EXCERPT>
►

Accelerate

TPU training

A TPU (Tensor Processing Unit) is a type of hardware specifically designed for training models efficiently. Accelerate supports TPU training, but there are a few things you should be aware of, namely graph compilation. This tutorial briefly discusses compilation, and for more details, take a look at the Training on TPUs with Accelerate guide.

Compilation

A TPU creates a graph of all the operations in the training step such as the forward pass, backward pass and optimizer step. This is why the first training step always takes a while because building and compiling this graph takes time. But once compilation is complete, it is cached and all subsequent steps are much faster.

The key is to avoid compiling your code again or else training is super slow. This means all your operations must be exactly the same:

all tensors in your batches must have the same length (for example, no dynamic padding for NLP tasks)
your code must be static (for example, no layers with for loops that have different lengths depending on the input such as a LSTM)

Weight tying

A common language model design is to tie the weights of the embedding and softmax layers. However, moving the model to a TPU (either yourself or passing it to the prepare() method) breaks the weight tying and you’ll need to retie the weights.

To add special behavior (like weight tying) in your script for TPUs, set distributed_type to DistributedType.TPU first. Then you can use the tie_weights method to tie the weights.

if accelerator.distributed_type == DistributedType.TPU:
    model.tie_weights()

◄

EXERCISE REQUIREMENTS>
A. Answer these from the TPU training page:
(i) What makes the first training step take a while?
(ii) The weights of which two layers are tied in a common language model design?
(iii) Which method ties the weights?
B. Does the TPU training page support each statement? Answer yes or no and quote the words that decide it.
(i) Dynamic padding works well for NLP tasks on a TPU.
(ii) The graph is cached after compilation finishes.
(iii) Passing the model to the prepare() method keeps its weight tying intact.
C. Quote the stretch of the TPU training page that opens with the words "To add special" and closes with "to tie the weights.".
The records aren't needed for any of this.

PROVIDED INFORMATION>
►

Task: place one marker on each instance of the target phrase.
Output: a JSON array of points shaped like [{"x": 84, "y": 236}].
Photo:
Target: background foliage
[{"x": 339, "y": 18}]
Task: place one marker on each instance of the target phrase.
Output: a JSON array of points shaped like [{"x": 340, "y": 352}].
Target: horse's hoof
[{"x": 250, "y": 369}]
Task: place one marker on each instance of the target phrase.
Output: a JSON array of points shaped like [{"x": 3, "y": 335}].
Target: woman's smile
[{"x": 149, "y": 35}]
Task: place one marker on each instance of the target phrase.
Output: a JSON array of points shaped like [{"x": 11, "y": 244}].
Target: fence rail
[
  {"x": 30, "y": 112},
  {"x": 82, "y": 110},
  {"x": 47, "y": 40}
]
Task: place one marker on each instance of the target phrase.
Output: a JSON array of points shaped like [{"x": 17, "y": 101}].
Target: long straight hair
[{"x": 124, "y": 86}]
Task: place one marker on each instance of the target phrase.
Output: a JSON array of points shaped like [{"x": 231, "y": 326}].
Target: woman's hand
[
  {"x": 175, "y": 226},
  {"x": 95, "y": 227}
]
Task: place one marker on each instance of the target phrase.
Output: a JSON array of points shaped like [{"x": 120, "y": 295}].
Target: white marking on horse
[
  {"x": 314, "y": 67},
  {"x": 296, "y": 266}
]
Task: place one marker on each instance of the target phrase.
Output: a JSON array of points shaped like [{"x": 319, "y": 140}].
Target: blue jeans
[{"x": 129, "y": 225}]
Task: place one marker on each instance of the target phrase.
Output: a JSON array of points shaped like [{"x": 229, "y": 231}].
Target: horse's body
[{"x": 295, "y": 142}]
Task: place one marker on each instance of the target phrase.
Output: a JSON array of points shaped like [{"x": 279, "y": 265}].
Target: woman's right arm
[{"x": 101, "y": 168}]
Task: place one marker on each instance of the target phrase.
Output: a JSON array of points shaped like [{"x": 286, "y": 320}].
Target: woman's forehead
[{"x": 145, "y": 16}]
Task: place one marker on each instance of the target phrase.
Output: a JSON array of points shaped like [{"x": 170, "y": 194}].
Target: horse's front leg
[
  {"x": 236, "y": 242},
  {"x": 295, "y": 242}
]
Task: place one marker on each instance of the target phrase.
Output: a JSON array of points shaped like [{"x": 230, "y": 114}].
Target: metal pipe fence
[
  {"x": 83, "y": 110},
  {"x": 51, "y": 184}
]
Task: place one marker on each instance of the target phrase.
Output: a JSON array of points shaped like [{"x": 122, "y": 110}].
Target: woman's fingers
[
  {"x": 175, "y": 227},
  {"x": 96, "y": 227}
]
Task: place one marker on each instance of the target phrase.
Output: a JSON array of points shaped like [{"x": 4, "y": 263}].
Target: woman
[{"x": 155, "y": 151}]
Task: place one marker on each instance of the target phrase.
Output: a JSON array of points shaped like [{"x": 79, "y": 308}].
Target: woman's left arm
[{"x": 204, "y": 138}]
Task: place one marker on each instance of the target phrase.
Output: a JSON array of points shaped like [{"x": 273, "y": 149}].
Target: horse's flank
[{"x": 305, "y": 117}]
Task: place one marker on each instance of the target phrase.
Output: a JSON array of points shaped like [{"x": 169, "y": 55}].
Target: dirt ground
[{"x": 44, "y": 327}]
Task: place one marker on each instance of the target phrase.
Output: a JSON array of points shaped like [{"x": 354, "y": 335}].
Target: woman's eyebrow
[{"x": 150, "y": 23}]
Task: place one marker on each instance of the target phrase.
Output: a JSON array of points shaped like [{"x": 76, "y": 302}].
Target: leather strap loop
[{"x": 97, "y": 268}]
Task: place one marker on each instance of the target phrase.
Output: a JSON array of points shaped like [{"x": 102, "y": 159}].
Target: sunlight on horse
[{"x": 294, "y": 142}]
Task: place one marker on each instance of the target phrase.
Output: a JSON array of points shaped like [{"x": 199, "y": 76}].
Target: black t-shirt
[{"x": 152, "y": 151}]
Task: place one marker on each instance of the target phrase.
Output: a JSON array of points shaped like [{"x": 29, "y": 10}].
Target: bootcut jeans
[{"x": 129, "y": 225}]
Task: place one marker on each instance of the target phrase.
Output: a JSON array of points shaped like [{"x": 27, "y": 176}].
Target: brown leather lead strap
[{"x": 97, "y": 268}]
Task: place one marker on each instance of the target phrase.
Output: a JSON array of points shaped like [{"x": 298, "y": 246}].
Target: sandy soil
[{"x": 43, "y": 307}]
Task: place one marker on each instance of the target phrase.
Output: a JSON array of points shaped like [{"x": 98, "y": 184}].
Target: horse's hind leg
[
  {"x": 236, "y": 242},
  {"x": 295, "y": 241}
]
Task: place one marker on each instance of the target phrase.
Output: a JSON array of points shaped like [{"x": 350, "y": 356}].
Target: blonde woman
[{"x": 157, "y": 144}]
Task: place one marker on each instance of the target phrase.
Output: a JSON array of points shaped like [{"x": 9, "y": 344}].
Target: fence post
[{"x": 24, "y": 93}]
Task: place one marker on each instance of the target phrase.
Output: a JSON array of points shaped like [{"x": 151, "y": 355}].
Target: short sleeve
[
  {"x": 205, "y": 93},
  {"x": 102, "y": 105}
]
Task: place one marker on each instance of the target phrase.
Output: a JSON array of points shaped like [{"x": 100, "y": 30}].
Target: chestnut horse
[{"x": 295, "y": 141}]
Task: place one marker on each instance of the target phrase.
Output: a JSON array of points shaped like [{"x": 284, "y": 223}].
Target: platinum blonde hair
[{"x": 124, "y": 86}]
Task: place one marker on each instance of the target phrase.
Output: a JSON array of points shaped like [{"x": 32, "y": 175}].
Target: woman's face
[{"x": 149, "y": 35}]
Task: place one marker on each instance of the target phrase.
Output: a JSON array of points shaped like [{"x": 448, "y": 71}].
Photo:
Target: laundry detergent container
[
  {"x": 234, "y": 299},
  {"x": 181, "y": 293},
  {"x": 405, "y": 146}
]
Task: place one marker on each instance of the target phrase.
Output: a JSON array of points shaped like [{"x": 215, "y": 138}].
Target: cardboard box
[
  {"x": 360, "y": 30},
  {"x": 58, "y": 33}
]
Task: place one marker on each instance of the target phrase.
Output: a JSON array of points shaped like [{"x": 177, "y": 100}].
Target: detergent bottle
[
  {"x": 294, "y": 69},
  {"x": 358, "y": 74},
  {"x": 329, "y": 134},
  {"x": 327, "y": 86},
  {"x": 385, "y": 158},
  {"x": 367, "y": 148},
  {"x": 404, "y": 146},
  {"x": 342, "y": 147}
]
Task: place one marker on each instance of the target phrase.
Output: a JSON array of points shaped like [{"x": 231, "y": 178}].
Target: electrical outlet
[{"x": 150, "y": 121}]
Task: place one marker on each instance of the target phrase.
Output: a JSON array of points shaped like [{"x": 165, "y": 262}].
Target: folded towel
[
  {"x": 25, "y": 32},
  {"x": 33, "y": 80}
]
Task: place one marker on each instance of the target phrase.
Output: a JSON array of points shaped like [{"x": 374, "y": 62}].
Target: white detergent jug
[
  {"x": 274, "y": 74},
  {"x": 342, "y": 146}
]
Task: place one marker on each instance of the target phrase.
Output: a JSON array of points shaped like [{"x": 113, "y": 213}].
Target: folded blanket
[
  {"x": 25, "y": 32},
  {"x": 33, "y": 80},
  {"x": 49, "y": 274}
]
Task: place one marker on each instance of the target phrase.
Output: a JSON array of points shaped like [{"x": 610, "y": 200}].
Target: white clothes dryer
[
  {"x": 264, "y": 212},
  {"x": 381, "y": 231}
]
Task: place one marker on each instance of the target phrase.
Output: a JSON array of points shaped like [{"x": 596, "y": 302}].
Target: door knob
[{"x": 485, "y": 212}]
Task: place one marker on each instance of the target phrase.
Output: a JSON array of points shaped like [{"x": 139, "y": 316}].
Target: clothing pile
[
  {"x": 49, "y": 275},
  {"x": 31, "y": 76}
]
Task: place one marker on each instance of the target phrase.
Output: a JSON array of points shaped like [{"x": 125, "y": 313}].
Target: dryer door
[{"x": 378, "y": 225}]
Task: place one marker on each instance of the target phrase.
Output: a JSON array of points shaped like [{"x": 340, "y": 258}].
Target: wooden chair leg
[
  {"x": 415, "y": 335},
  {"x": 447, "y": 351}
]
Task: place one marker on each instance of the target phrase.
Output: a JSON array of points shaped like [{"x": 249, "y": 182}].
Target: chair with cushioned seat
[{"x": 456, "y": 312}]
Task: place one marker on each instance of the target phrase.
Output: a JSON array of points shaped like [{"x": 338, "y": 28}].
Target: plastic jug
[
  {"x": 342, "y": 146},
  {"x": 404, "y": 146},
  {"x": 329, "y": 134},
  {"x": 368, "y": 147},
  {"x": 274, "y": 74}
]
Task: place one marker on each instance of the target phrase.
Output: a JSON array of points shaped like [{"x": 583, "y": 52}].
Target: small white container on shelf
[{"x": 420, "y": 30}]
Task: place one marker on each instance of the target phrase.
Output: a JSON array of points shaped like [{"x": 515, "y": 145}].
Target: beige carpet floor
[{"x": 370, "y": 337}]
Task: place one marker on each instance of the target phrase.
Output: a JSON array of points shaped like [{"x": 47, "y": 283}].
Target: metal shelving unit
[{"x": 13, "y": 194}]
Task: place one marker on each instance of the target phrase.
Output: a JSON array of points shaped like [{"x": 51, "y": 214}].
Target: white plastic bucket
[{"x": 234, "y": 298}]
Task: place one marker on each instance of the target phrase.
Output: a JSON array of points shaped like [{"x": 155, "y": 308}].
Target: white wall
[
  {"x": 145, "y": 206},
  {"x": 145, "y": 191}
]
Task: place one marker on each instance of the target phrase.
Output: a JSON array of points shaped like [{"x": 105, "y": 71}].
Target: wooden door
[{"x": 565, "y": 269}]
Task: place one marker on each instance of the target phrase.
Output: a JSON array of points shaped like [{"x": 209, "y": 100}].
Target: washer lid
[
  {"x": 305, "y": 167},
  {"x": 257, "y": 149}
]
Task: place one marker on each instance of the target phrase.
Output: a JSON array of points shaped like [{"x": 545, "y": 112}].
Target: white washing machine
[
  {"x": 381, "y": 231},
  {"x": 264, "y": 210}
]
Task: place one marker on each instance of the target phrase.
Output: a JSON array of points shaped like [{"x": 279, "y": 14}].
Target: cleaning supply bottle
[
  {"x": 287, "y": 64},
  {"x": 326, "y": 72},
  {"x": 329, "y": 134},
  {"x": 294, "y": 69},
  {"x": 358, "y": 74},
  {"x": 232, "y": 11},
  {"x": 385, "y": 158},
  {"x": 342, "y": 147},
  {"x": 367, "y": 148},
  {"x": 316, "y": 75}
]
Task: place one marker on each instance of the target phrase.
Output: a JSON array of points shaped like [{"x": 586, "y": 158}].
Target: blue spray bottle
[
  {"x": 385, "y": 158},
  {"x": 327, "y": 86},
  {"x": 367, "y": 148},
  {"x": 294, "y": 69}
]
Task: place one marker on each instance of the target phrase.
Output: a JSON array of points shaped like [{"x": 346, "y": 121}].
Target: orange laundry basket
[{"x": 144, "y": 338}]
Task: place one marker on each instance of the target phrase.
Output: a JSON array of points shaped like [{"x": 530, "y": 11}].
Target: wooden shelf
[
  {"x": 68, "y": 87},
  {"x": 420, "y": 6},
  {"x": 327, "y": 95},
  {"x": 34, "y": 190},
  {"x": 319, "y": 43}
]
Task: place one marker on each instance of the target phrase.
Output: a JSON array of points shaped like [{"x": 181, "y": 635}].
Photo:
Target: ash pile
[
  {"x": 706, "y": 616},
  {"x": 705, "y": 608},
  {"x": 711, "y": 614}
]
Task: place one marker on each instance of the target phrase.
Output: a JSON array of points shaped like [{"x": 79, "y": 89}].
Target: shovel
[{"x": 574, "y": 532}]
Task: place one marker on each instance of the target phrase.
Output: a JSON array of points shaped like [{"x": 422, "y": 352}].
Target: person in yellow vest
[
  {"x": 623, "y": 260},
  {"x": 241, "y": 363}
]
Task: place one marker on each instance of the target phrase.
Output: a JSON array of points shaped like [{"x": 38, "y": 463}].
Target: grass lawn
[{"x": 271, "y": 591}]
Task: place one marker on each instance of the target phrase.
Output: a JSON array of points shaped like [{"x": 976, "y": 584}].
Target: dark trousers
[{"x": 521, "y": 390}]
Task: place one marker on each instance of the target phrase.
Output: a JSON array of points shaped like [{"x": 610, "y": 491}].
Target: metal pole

◄

THE SOLUTIONS>
A.
(i) Building and compiling the graph takes time.
(ii) The embedding and softmax layers.
(iii) The tie_weights method.

B.
(i) No: "no dynamic padding for NLP tasks"
(ii) Yes: "once compilation is complete, it is cached"
(iii) No: "breaks the weight tying and you’ll need to retie the weights"

C.
To add special behavior (like weight tying) in your script for TPUs, set distributed_type to DistributedType.TPU first. Then you can use the tie_weights method to tie the weights.